-- GOAL OF THE EXERCISE --
Please reproduce the entire listing exactly.

EXCERPTED RECORDS Start Marker

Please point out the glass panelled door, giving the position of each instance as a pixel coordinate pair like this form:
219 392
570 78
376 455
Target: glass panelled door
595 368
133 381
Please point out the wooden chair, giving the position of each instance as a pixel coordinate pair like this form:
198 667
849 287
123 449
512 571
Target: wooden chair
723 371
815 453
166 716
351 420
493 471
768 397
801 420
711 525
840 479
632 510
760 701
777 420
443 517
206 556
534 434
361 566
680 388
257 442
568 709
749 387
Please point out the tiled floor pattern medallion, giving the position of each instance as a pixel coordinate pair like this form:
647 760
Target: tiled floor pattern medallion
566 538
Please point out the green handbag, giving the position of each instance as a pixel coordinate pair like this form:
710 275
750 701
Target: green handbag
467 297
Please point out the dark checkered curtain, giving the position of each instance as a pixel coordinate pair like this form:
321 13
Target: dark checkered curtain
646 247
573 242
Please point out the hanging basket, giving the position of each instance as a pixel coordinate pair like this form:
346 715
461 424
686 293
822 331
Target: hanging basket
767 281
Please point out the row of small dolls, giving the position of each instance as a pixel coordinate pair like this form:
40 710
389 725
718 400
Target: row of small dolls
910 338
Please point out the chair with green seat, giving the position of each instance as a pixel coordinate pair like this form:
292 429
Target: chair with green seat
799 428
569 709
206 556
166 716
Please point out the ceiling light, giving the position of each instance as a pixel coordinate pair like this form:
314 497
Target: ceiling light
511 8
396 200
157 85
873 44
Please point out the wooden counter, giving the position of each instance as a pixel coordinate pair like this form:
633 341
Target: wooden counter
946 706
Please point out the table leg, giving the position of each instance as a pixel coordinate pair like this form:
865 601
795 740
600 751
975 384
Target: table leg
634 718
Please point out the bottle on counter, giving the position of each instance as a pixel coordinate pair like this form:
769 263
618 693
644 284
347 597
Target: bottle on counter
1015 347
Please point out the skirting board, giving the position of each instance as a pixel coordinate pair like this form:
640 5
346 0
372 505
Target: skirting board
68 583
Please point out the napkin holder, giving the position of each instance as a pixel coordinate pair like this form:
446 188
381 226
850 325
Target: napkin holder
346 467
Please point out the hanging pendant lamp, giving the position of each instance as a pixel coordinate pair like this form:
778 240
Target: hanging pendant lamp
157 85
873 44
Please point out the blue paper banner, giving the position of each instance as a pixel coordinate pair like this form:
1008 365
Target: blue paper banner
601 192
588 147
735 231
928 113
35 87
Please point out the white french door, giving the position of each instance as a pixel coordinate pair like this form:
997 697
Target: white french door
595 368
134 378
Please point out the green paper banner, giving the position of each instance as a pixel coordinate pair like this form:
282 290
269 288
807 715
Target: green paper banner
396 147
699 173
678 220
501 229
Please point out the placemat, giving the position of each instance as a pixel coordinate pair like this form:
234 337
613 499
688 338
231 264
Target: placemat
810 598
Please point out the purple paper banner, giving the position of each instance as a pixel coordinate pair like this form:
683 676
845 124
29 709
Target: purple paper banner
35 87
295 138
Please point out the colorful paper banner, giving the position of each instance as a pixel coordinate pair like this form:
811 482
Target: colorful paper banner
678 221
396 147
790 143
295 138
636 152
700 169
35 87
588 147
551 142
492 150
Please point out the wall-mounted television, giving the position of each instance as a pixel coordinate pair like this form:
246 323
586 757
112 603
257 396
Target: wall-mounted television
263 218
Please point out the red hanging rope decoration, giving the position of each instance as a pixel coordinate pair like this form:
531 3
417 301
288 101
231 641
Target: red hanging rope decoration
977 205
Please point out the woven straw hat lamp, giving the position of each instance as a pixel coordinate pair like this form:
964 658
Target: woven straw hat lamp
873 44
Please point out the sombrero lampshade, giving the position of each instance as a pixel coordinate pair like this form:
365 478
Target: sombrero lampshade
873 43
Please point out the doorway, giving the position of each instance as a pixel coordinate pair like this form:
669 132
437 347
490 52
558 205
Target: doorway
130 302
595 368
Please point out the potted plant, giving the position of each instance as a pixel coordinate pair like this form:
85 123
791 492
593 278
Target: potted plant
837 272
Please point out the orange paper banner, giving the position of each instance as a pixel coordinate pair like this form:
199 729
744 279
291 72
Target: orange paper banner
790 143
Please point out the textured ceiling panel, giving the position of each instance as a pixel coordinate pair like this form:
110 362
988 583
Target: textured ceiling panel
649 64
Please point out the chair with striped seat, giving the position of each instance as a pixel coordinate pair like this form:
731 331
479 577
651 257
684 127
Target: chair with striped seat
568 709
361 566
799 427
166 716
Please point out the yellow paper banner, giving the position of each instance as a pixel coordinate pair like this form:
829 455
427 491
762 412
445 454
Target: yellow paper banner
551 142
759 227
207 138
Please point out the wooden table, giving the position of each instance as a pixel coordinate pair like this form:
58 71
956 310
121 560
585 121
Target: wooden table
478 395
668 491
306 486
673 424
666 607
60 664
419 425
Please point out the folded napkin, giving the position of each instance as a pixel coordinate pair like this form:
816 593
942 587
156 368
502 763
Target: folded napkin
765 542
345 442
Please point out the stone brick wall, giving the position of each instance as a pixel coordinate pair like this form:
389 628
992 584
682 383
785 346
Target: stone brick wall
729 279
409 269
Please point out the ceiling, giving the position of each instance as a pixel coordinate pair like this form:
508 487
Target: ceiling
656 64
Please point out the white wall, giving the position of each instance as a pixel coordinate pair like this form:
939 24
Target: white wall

EXCERPTED RECORDS End Marker

-- SOLUTION FOR THIS TASK --
Please point out the glass panelled door, giving the position of each instance as a pixel coordinate pair like this form:
219 392
570 78
376 455
Target: glass panelled door
595 368
133 381
Please point out the wooden chair, giving the position of each instance as a pixel coordinate pair like this form:
198 667
849 287
123 449
512 571
Target: wooden chair
723 371
815 453
166 716
351 420
493 471
768 397
801 420
711 525
840 479
632 510
760 701
777 420
443 517
206 556
534 434
361 566
680 388
257 442
568 709
749 387
Please point out the tiled floor pattern medallion, giving the position of each instance as a pixel coordinate pair like this form:
647 760
Target: tiled floor pattern medallion
566 538
Please point out the green handbag, giving the position of each instance as a pixel coordinate pair like this form:
710 275
750 701
Target: green handbag
467 297
Please point out the dark checkered curtain, giving the position of each instance as a pixel coordinate pair like this form:
321 13
Target: dark checkered curtain
646 247
573 242
Please point out the hanging basket, giving the position of each instance as a pixel coordinate pair like this form:
346 715
461 424
686 293
822 331
Target: hanging basket
767 281
Please point out the row of small dolls, giving the position of each instance as a pixel coordinate pair like this form:
40 710
389 725
718 400
Target: row of small dolls
910 338
Please point out the chair with green seat, giving the position of each instance as a pixel coordinate pair like this form:
292 429
Target: chair with green seat
799 428
569 709
206 556
166 716
Please point out the ceiling light, giving the position of each instance as a pixel coordinate pair like this form:
314 497
Target: ceiling light
511 8
396 200
157 85
873 44
Please point out the wooden counter, giving the position of each instance as a pixel coordinate pair like this form:
633 341
Target: wooden counter
946 706
Please point out the table leg, giving the position of each instance as a pixel coordinate pair like this form:
865 601
795 740
600 751
975 384
Target: table leg
634 718
Please point out the bottle on counter, giving the position of each instance as a pixel coordinate pair like this form:
769 263
618 693
644 284
347 597
Target: bottle on counter
1015 347
Please point out the skirting board, giving the position of each instance as a pixel coordinate pair like this form:
640 5
346 0
372 505
Target: skirting board
68 583
Please point out the napkin holder, giving the position of each instance as a pixel coordinate pair like this form:
446 188
381 226
850 325
Target: napkin holder
346 467
Please point out the hanging pendant lamp, giving the position of each instance as a pixel coordinate pair like this form:
778 240
Target: hanging pendant lamp
157 85
873 44
Please point out the blue paper banner, giving the position of each instance as a pixel coordinate pair like this form:
1008 365
Target: blue paper banner
601 192
588 147
735 231
928 113
35 87
Please point out the white french door, giving the position of each instance as a pixel coordinate pair like this form:
997 697
Target: white french door
595 368
134 378
Please point out the green paper banner, giving the position of each instance as a pixel coordinate pair like this form:
282 290
269 288
807 715
Target: green paper banner
396 147
699 173
678 220
501 229
Please point out the placemat, giving the position of each instance as a pixel coordinate pair like this form:
234 337
613 499
688 338
231 264
Target: placemat
810 598
Please point out the purple paper banner, giving the position of each instance as a pixel coordinate pair like this form:
683 676
845 124
29 709
Target: purple paper banner
35 87
295 138
Please point out the colorful paper banner, giving the position of each instance as a pixel coordinate pair like this form:
811 482
Target: colorful paper banner
678 221
396 147
790 143
295 138
636 152
700 169
35 87
588 147
551 142
492 150
Please point out the wall-mounted television, giving the position of each instance as a pixel coordinate pair like this form:
246 323
586 757
112 603
257 396
Target: wall-mounted television
263 218
Please point out the red hanging rope decoration, giving the position of each instance as a pixel coordinate pair like this form:
531 3
417 301
288 101
231 641
Target: red hanging rope decoration
977 205
Please point out the woven straw hat lamp, giving the position of each instance as a pixel coordinate pair like this form:
964 658
Target: woven straw hat lamp
873 44
Please point out the sombrero lampshade, giving the position of each instance as a pixel coordinate pair like this form:
365 478
Target: sombrero lampshade
873 43
Please point out the doorway, giving the position of each instance as a pixel coordinate pair like this form:
669 132
437 347
490 52
558 205
Target: doorway
130 302
595 368
Please point out the potted plant, giving the position of each instance as a pixel coordinate pair like this form:
85 123
791 492
593 278
Target: potted plant
837 272
Please point out the orange paper banner, giving the position of each instance as a pixel coordinate pair like this form:
199 729
744 279
291 72
Target: orange paper banner
790 143
Please point out the textured ceiling panel, giving the position of each instance as a pixel coordinate pair like this form:
110 362
988 583
Target: textured ceiling panel
649 64
Please point out the chair with striped seat, giving the position of each instance as a pixel coordinate pair like this form:
731 331
479 577
651 257
684 127
Target: chair with striped seat
568 709
361 566
799 427
166 716
Please point out the yellow paper banner, giving the position of each instance as a pixel coordinate pair like this form:
829 455
427 491
762 412
445 454
Target: yellow paper banner
551 142
759 227
207 138
Please point out the wooden table, giving the position of each instance as a pixel coordinate pair like this form:
58 71
956 310
121 560
585 121
Target: wooden table
478 395
668 491
306 486
673 424
666 607
60 664
419 425
Please point out the folded napkin, giving the position of each instance as a pixel coordinate pair like this form:
816 593
942 587
156 368
502 763
Target: folded napkin
765 542
345 442
Please point out the stone brick wall, giving the position of each instance as a pixel coordinate pair like this form:
389 628
992 584
682 383
785 346
Target: stone brick wall
729 279
409 269
Please point out the ceiling, giving the position of each instance as a pixel coordinate pair like this form:
508 487
Target: ceiling
656 64
Please point out the white wall, giving the position of each instance as a pixel coordinate pair like this form:
939 24
Target: white wall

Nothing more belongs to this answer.